◆ **Task statement**
Go line by line through the entries and show those that hold the string "faucet".

◆ **Source data**
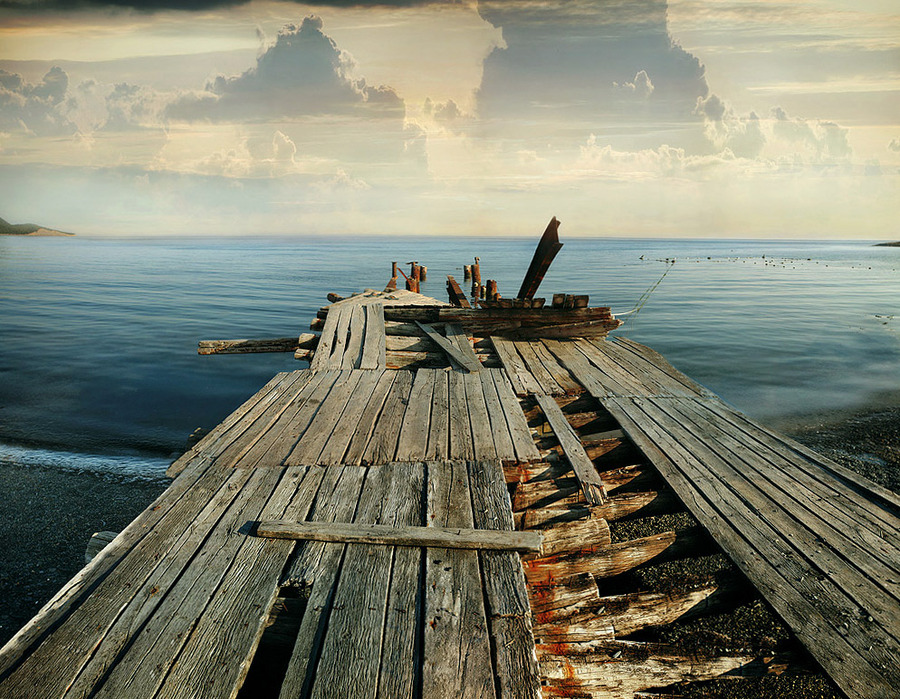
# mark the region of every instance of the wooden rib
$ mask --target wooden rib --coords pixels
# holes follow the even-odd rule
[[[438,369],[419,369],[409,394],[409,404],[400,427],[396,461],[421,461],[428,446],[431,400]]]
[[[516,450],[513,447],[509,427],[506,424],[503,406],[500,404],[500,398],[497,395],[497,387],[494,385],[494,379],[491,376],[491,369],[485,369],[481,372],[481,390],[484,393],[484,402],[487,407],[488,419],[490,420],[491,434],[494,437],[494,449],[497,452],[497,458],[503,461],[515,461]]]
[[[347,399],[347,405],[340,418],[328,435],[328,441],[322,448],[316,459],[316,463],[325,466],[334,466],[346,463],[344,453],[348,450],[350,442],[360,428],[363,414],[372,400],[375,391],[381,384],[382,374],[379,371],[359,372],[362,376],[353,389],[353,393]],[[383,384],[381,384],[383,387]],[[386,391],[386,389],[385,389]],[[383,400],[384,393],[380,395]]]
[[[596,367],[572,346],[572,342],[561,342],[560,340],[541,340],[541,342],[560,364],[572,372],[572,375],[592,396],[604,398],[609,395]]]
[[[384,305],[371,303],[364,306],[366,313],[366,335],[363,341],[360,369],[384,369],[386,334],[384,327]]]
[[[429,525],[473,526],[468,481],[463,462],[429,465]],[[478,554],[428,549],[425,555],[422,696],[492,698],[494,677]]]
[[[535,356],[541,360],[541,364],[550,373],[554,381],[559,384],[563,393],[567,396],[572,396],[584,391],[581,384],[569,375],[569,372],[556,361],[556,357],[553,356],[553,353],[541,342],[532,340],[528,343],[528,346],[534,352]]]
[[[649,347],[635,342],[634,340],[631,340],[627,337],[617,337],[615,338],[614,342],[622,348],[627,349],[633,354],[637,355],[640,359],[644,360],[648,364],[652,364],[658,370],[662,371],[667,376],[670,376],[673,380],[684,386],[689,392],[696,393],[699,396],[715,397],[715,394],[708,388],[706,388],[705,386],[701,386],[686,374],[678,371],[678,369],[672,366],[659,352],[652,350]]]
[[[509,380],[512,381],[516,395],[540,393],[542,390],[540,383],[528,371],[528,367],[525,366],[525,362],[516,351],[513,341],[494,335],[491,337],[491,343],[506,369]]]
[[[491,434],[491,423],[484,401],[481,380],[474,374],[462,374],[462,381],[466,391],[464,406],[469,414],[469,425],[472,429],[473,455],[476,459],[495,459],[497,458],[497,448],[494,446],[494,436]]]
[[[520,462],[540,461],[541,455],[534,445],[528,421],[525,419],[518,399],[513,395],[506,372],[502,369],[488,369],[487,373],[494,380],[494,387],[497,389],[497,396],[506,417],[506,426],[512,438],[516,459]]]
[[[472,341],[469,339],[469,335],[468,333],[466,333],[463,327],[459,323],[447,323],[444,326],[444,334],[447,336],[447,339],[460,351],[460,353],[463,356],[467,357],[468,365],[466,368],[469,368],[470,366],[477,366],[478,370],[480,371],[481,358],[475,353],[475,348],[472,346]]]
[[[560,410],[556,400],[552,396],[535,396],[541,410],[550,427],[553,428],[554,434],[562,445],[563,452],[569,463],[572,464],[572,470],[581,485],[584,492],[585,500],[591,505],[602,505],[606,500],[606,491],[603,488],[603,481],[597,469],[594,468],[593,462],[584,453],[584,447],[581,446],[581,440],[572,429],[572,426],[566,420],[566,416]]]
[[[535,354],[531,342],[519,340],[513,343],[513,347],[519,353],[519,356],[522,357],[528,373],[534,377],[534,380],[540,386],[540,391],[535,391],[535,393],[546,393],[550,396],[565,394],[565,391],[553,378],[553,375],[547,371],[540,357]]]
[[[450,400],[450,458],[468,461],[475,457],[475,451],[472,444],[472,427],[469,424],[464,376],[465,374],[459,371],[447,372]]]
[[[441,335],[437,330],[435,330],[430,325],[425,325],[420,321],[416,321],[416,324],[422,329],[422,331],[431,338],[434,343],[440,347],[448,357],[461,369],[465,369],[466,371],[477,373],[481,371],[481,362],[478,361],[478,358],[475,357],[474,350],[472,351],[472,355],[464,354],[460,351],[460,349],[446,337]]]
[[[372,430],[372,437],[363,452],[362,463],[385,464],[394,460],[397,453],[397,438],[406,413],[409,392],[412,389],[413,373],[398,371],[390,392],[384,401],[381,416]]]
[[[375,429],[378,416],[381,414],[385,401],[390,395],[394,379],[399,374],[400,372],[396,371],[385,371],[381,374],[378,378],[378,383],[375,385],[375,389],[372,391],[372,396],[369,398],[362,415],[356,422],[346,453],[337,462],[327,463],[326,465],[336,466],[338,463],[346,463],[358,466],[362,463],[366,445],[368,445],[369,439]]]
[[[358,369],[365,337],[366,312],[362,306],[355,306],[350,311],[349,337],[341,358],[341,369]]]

...

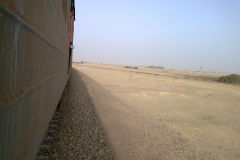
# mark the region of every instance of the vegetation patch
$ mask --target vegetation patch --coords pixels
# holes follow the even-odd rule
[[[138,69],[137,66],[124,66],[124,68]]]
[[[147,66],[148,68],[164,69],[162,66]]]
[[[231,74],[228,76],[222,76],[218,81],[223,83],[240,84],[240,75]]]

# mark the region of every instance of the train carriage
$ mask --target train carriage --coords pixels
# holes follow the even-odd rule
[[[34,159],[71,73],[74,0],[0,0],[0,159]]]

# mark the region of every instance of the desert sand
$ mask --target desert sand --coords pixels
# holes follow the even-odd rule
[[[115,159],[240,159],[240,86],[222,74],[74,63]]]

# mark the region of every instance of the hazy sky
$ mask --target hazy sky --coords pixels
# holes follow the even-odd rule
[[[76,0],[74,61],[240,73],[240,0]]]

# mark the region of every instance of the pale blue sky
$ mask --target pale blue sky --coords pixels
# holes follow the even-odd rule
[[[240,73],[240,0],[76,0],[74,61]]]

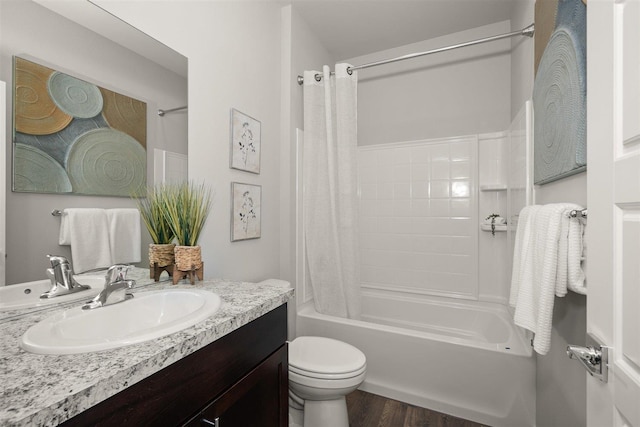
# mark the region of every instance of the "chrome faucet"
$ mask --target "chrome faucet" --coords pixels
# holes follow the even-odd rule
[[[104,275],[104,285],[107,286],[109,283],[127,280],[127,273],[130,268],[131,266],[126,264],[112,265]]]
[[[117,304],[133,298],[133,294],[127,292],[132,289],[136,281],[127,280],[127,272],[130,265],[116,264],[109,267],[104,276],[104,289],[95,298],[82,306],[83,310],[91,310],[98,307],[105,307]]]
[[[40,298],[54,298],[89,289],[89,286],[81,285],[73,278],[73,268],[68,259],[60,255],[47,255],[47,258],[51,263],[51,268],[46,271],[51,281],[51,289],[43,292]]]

--

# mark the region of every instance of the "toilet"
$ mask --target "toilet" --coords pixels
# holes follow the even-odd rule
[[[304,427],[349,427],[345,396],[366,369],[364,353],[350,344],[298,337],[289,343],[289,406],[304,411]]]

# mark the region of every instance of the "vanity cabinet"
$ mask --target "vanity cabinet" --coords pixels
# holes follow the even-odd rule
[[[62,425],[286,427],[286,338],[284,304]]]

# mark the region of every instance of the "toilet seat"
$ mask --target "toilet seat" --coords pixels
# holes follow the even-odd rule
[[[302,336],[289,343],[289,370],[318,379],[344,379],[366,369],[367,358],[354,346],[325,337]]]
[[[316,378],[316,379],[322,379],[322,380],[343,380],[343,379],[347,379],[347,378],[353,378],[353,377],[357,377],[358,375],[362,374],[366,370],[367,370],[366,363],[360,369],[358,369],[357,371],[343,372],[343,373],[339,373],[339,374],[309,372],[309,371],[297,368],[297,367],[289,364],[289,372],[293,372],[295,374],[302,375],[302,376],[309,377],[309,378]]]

◆ **Written response**
# mark the region of every instance of the "chrome faucet"
$ mask --target "chrome faucet" --coords pixels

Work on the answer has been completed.